TUGAS YANG DIKERJAKAN:
• A. Tuliskan ulang tanpa perubahan bagian teks tentang karantina kukang di Sibolangit, dari "Dia bilang, banyak" sampai "membuat karantina kukang.".
• B. Menurut teks tentang karantina kukang di Sibolangit, siapa yang menjabat sebagai Eksekutif Direktur ISCP?

KUTIPAN DOKUMEN:
┌──

Hari beranjak senja. Suasana di ujung Desa Bandar Baru, Kecamatan Sibolangit, Kabupaten Deli Serdang, Sumatera Utara (Sumut) terlihat tenang dan damai. Suara jangkrik perlahan mulai terdengar. Udara dingin seakan menusuk tubuh saya saat tiba di pusat penyelamatan satwa, Indonesia Spesies Conservation Program (ISCP), belum lama ini.
Di tempat rindang, dengan hembusan angin sejuk, terlihat sejumlah binatang bergerak lamban. Ialah kukang Sumatera. ISCP membuat program karantina kukang hasil sitaan Balai Besar Konservasi Sumberdaya Alam Sumut (BBKSDA Sumut). Maupun penyerahan langsung sukarela, oleh warga ke ISCP. Jumlah ada empat.
Rudianto Sembiring, Eksekutif Direktur ISCP tengah memperhatikan tim medis memeriksa dan merawat kukang-kukang ini.
Dia bilang, banyak sekali masyarakat di pedesaan belum memahami kukang satwa dilindungi sesuai UU Konservasi Sumberdaya Alam Hayati dan Ekosistemnya (KSDAE).
Kukang (Nycticebus coucang) ada tiga spesies di Indonesia, yaitu kukang sumatera, kukang Jawa dan kukang borneo. Kukang Jawa berdasarkan IUCN menjadi primata paling terancam punah masuk status kritis (critically endangered).
Di Sumut, katanya, belum ada tempat khusus merawat kukang sitaan atau serah terima sukarela warga. Atas dasar itulah mereka membuat karantina kukang.

└──

LISTING YANG DITAMPILKAN:
┌──

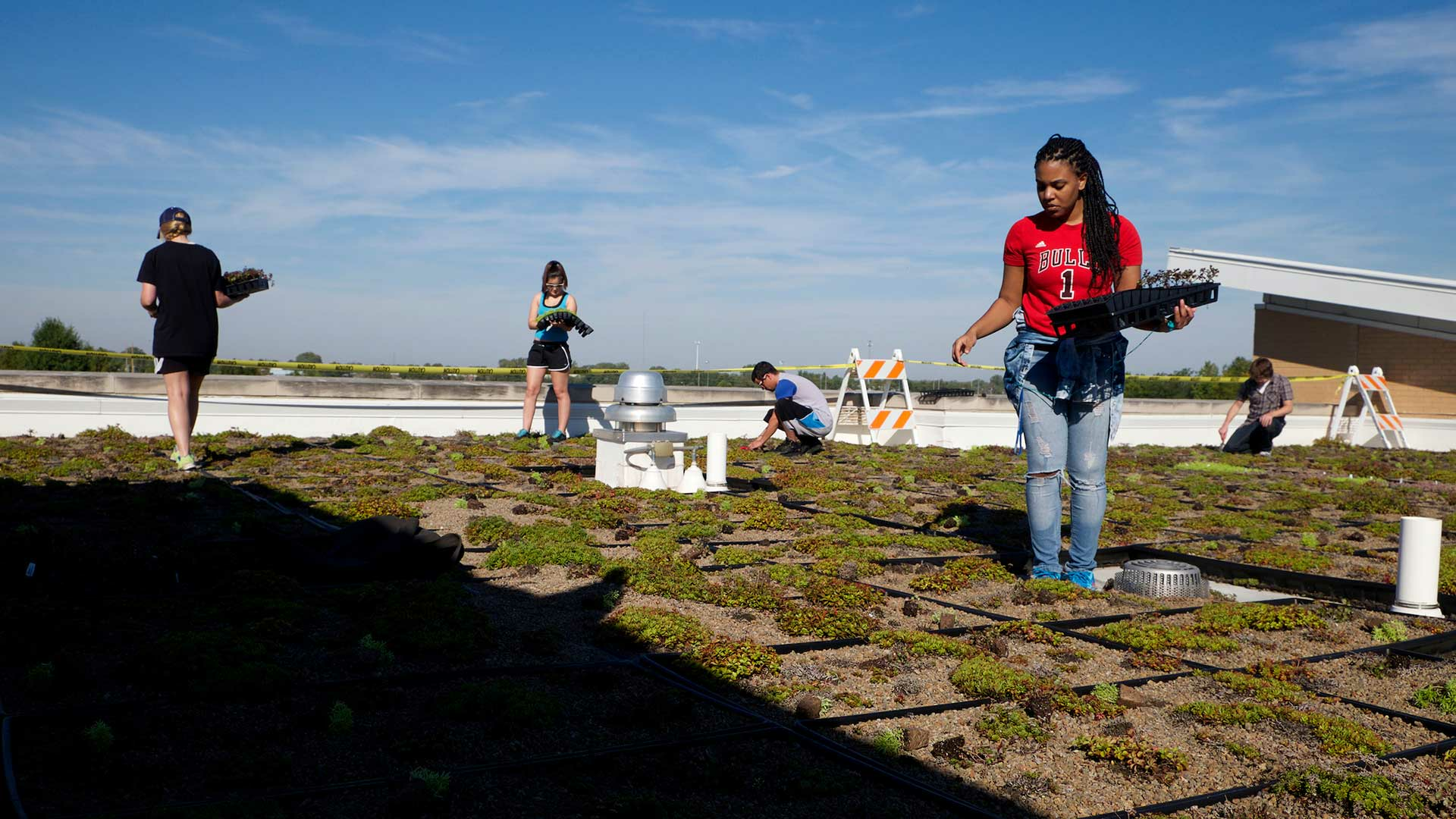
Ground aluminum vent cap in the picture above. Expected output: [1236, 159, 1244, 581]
[611, 370, 667, 403]
[1112, 558, 1209, 598]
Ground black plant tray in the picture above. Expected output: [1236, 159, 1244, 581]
[223, 275, 272, 296]
[1046, 281, 1219, 335]
[536, 310, 592, 338]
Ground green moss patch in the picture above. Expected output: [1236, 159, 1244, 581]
[910, 557, 1016, 592]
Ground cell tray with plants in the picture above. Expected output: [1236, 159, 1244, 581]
[536, 307, 592, 338]
[1046, 267, 1219, 335]
[223, 267, 272, 297]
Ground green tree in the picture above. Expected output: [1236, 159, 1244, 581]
[288, 353, 344, 379]
[121, 345, 155, 373]
[20, 316, 92, 372]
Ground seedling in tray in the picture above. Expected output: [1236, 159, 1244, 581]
[223, 267, 272, 297]
[536, 307, 592, 338]
[1046, 267, 1219, 335]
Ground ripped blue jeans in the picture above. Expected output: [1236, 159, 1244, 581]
[1006, 328, 1127, 577]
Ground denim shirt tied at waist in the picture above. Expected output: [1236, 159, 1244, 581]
[1005, 309, 1127, 455]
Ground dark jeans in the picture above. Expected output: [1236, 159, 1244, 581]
[1223, 419, 1284, 455]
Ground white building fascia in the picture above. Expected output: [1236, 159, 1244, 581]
[1168, 248, 1456, 328]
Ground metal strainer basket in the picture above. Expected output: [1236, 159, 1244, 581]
[1112, 558, 1209, 598]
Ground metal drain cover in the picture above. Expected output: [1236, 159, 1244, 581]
[1112, 558, 1209, 598]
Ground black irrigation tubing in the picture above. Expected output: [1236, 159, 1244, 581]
[792, 721, 1002, 819]
[0, 717, 27, 819]
[198, 469, 340, 532]
[798, 670, 1200, 733]
[861, 580, 1021, 623]
[1082, 783, 1274, 819]
[766, 623, 996, 656]
[798, 697, 997, 729]
[636, 654, 782, 729]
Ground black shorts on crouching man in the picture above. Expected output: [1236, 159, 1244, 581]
[526, 341, 571, 373]
[763, 398, 814, 434]
[157, 356, 212, 376]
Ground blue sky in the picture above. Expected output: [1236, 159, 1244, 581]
[0, 2, 1456, 378]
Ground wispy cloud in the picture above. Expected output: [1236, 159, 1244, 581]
[258, 9, 359, 46]
[896, 3, 935, 20]
[258, 10, 470, 63]
[155, 25, 253, 60]
[454, 90, 548, 108]
[642, 14, 812, 42]
[1284, 9, 1456, 79]
[924, 74, 1138, 103]
[0, 109, 179, 168]
[1157, 87, 1322, 111]
[763, 89, 814, 111]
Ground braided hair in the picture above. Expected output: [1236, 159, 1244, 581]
[1037, 134, 1122, 288]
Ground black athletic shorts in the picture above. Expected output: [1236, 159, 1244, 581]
[526, 341, 571, 373]
[157, 356, 212, 376]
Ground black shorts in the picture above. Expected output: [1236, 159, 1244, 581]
[526, 341, 571, 373]
[157, 356, 212, 376]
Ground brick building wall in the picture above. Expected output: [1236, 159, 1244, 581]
[1254, 309, 1456, 417]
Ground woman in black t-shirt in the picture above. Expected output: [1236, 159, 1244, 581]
[136, 207, 247, 469]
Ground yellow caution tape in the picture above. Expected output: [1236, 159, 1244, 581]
[0, 344, 849, 376]
[0, 344, 1345, 383]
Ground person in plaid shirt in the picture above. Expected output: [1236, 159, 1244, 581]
[1219, 359, 1294, 455]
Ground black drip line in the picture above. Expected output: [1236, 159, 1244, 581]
[14, 444, 1456, 819]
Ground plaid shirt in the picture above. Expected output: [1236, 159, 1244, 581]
[1239, 373, 1294, 421]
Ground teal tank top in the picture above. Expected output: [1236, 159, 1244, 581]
[536, 290, 571, 344]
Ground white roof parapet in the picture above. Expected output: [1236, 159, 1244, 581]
[1168, 248, 1456, 321]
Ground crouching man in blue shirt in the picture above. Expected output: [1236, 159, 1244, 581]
[744, 362, 833, 455]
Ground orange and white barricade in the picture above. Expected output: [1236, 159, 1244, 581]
[1325, 366, 1407, 449]
[830, 348, 920, 444]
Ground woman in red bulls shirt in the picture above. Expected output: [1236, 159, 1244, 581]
[951, 134, 1194, 588]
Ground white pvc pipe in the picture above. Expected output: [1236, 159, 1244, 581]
[708, 433, 728, 490]
[1391, 517, 1445, 617]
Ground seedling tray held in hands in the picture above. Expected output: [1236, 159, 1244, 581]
[223, 268, 272, 299]
[536, 309, 592, 338]
[1046, 281, 1219, 335]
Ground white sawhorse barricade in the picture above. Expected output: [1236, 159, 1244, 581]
[1325, 367, 1407, 449]
[828, 348, 920, 444]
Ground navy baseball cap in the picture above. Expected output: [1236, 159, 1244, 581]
[157, 207, 192, 239]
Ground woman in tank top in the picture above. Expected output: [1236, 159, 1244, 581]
[516, 261, 576, 443]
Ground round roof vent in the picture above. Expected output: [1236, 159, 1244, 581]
[1112, 558, 1209, 598]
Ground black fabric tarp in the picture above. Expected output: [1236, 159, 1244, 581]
[294, 514, 464, 580]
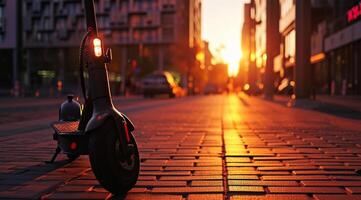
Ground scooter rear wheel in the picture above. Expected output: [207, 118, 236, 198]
[89, 120, 140, 195]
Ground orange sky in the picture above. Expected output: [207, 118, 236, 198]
[202, 0, 245, 75]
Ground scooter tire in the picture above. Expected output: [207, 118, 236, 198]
[89, 120, 140, 195]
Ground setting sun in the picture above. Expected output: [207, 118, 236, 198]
[202, 0, 243, 77]
[223, 51, 242, 77]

└──

DAFTAR JAWABAN:
• A.
Dia bilang, banyak sekali masyarakat di pedesaan belum memahami kukang satwa dilindungi sesuai UU Konservasi Sumberdaya Alam Hayati dan Ekosistemnya (KSDAE).
Kukang (Nycticebus coucang) ada tiga spesies di Indonesia, yaitu kukang sumatera, kukang Jawa dan kukang borneo. Kukang Jawa berdasarkan IUCN menjadi primata paling terancam punah masuk status kritis (critically endangered).
Di Sumut, katanya, belum ada tempat khusus merawat kukang sitaan atau serah terima sukarela warga. Atas dasar itulah mereka membuat karantina kukang.

• B. Rudianto Sembiring